PROMPT — Copy each of the entries below word for word, keeping their order.

═══

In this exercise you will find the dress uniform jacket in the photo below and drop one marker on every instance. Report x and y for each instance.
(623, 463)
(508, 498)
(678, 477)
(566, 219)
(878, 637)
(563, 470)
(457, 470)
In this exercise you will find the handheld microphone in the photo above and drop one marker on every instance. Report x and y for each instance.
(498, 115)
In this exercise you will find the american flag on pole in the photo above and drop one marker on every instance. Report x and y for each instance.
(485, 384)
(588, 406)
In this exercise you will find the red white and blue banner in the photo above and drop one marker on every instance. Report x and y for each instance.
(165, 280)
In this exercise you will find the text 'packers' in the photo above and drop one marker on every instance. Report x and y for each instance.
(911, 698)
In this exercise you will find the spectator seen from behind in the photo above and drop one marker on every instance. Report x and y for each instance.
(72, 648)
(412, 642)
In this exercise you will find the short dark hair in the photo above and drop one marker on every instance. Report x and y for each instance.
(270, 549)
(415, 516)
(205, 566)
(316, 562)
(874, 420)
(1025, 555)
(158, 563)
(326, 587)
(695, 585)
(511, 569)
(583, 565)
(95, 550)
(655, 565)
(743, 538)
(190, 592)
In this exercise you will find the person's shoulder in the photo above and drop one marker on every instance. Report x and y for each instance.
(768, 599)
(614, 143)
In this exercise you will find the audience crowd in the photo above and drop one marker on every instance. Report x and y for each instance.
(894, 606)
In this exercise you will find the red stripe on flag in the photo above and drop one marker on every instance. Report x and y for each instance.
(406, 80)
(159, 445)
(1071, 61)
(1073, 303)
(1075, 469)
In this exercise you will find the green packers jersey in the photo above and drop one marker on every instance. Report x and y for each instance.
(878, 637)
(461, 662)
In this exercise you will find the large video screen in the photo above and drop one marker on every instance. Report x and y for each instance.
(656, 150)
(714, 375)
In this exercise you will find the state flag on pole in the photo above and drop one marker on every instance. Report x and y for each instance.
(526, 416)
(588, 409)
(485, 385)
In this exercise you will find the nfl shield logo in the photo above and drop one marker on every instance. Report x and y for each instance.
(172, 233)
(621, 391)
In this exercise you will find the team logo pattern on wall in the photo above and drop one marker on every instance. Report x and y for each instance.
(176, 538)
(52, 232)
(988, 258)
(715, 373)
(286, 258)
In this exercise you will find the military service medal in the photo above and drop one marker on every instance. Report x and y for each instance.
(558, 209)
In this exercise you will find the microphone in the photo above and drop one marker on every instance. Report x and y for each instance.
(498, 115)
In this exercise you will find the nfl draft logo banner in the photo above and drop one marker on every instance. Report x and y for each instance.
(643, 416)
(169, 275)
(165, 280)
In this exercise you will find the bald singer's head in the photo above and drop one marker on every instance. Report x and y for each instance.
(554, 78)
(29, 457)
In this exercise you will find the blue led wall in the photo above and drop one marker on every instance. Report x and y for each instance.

═══

ANSWER TO THIS TASK —
In this exercise you will find the dress uniform jacket in the photo below and drop one marker on every instance. Report x and y for each instance.
(623, 463)
(508, 498)
(678, 477)
(566, 219)
(878, 637)
(563, 470)
(457, 470)
In this exercise you will find the handheld microphone in the photo above and drop one marker on every instance. Report x and y for each instance.
(498, 115)
In this exercise you will find the american flag on pole in the photo above and drop one marker on every instance. Report x and y for each instance.
(485, 384)
(588, 406)
In this exercise you will find the red white and blue banner in the photo above and drop one marker on every instance. Report x and y for each instance.
(165, 280)
In this exercise you will find the text 'packers' in the photo above and drop one marker on every instance. Report x and y for each instance.
(911, 698)
In this exercise you will find the spectator seen from behind in the photo above and drop one marker on every instance. Report x and y for each instance.
(72, 648)
(412, 642)
In this exercise you will find the short dark hair in the photo above and drop one marker on every instance. Report x and y for each instance.
(270, 549)
(415, 516)
(205, 566)
(316, 562)
(874, 420)
(1025, 555)
(158, 563)
(326, 587)
(695, 585)
(511, 569)
(583, 565)
(95, 550)
(655, 565)
(743, 538)
(190, 592)
In this exercise you will find the person's shoulder in the photo above and drop one marker on every instance. Report x and y for each instance.
(768, 599)
(614, 143)
In this exercise you will find the audience crowd in the photo above and drop one marker on every instance. Report x and y for each instance.
(894, 606)
In this exercise you will find the red stripe on flag in the photo above and drop one marker on every instance. Report x and y for each instance.
(406, 80)
(159, 445)
(1071, 61)
(1073, 303)
(1075, 469)
In this exercise you will find the green packers jersey in the photo above and drop one marker on every instance. Report x and y for each instance.
(878, 637)
(461, 662)
In this exercise you will find the large video screen in the photo above and drop one marker on every instance. Report x and y for each instance.
(656, 150)
(714, 375)
In this exercise you will find the state flag on pole in the photo above and drop one marker on every instance. Report x and y for each instance.
(526, 416)
(588, 409)
(485, 385)
In this exercise you will find the nfl shield logo in the photo above and drop one marker on every instance. Report x and y for each instance.
(172, 233)
(621, 391)
In this exercise you will find the team logo pattern on wall in the photo above and drop one marker on every instance. Report x and y for each instance.
(176, 538)
(52, 232)
(988, 258)
(715, 373)
(286, 258)
In this exercise you will find the military service medal in the photo above and drop one marker on every instance. Report x and y for each instance.
(558, 209)
In this exercise you will find the microphone in the photo above and drop one marker on every instance. Report x and y for each instance.
(498, 115)
In this exercise you will find the nfl draft logo banner in the photo above and drop one marker on every instance. Report x and y for each instance.
(643, 416)
(169, 275)
(165, 280)
In this exercise you will find the bald singer's head in the photo above and drop one marker on every instance. Report x and y for each instance.
(554, 78)
(29, 457)
In this exercise you will find the blue led wall in the photo above and drop one marker on every instance. Report x and y for each instance.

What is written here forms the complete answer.